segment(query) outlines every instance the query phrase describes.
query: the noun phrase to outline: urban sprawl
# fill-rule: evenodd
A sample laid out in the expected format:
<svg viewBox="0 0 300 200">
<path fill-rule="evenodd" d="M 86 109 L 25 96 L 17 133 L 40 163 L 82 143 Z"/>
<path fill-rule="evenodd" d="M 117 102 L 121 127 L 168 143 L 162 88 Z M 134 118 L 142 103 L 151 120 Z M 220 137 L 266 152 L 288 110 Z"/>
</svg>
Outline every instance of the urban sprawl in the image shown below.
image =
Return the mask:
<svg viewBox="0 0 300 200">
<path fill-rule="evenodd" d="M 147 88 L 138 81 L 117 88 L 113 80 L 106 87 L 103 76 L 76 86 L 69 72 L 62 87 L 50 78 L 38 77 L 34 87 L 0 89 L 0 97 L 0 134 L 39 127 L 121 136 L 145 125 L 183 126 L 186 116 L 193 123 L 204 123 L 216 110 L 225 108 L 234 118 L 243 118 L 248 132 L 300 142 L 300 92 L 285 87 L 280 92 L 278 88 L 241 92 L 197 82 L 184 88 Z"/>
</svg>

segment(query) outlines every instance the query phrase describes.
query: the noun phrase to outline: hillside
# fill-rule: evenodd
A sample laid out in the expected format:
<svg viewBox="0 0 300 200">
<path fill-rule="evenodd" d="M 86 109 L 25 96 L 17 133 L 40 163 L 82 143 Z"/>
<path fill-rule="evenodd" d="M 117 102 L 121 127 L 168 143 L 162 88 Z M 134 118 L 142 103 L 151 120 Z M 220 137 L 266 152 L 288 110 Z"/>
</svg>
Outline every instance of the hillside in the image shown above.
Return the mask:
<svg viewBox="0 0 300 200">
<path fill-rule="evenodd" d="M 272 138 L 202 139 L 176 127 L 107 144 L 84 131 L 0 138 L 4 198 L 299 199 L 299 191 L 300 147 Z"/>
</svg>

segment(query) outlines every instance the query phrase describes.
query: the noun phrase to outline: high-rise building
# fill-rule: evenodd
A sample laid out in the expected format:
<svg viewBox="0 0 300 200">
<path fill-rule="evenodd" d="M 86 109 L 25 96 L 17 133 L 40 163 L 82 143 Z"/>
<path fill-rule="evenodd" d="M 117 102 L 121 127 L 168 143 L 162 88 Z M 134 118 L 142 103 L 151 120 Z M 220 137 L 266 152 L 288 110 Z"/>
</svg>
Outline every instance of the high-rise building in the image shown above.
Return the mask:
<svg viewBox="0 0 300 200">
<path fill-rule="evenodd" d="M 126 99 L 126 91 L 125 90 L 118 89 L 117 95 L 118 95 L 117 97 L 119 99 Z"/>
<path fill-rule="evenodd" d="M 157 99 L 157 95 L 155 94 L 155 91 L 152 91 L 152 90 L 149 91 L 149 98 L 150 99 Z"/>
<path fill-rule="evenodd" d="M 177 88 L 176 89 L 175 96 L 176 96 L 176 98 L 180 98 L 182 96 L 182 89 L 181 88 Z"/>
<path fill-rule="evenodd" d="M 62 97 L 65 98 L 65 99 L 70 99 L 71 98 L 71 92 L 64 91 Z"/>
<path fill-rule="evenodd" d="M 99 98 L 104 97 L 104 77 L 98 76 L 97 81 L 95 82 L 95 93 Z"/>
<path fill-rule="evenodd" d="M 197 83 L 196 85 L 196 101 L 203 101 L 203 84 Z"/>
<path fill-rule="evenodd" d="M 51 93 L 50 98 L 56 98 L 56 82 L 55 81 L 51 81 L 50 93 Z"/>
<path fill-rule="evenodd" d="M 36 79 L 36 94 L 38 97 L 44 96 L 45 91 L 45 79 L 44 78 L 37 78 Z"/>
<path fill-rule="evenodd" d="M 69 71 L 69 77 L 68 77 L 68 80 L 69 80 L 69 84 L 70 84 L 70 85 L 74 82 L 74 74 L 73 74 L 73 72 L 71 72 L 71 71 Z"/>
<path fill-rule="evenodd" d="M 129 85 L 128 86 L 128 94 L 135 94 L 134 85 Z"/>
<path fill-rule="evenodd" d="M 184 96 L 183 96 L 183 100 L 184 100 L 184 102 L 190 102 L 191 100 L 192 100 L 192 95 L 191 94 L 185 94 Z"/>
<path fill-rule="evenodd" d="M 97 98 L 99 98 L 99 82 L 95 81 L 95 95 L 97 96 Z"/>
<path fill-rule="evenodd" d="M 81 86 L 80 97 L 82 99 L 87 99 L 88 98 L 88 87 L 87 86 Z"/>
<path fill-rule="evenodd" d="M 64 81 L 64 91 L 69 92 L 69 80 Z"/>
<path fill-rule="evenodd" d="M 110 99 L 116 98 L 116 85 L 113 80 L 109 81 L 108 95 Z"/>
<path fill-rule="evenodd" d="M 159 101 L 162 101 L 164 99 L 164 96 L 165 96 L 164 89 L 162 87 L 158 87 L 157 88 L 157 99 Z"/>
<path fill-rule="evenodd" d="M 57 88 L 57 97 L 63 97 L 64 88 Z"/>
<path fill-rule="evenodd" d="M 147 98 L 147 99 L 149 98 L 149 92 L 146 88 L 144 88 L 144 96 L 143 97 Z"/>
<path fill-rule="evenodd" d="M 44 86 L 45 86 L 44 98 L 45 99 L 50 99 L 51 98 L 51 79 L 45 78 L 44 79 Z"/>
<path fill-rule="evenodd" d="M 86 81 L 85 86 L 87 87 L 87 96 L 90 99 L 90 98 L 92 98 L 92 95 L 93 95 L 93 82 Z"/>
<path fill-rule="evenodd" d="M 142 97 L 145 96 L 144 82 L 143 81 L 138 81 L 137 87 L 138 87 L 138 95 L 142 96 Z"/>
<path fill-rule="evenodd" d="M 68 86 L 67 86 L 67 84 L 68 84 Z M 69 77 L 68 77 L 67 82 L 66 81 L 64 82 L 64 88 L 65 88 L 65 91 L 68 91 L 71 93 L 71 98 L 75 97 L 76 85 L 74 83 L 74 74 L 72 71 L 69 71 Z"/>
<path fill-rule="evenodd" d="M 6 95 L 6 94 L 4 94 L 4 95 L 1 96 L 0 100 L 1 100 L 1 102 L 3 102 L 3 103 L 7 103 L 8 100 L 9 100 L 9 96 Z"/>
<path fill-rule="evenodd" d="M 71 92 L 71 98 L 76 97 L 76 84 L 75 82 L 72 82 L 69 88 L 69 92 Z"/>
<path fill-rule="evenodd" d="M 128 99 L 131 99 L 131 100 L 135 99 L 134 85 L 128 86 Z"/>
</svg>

⁂

* Task *
List the lines of the entries that include "image".

* Result *
Outline every instance of the urban sprawl in the image shown below.
image =
Outline every instance of the hillside in the image shown above.
Outline every instance of the high-rise building in the image shown above.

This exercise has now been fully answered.